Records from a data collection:

-------------------------

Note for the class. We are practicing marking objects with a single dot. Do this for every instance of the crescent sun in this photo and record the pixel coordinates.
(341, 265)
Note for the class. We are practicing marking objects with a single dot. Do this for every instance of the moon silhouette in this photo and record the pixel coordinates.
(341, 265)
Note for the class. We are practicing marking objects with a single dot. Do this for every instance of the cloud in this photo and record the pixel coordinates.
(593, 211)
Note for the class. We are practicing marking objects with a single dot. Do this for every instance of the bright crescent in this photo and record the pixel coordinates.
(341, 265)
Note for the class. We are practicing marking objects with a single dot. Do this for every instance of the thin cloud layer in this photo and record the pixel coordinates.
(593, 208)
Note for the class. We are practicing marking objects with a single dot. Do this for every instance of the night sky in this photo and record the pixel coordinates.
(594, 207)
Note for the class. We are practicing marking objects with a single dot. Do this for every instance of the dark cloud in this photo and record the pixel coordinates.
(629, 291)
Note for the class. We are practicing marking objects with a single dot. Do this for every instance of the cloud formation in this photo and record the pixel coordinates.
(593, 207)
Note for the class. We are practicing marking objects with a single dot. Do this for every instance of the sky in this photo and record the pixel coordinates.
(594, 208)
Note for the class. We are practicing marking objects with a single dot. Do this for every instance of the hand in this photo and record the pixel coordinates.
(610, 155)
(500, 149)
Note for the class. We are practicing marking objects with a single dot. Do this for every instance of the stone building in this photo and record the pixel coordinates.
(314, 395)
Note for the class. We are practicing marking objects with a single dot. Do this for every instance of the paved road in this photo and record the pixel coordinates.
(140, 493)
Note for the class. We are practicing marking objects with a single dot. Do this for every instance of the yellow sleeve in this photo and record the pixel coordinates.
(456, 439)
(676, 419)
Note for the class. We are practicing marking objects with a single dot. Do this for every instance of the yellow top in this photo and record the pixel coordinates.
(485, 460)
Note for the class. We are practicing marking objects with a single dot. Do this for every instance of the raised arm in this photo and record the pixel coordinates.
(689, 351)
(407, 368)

-------------------------

All lines from the one that contains "the yellow sleeve" through the end of the material are to be quoted exactly, with both ends included.

__Correct answer__:
Note for the class. We are practicing marking objects with a single dot. Do this for every instance of the yellow sleeve in this photo and record the pixel coordinates.
(456, 439)
(676, 419)
Note for the class. We are practicing marking objects with a single dot. Do this for every instance of the yellow top in this photo and record the pixel coordinates.
(485, 460)
Note for the class. We are practicing marking objects with a single dot. Do this for every instance of the raised arm in this photo and record the pixel coordinates.
(689, 351)
(407, 368)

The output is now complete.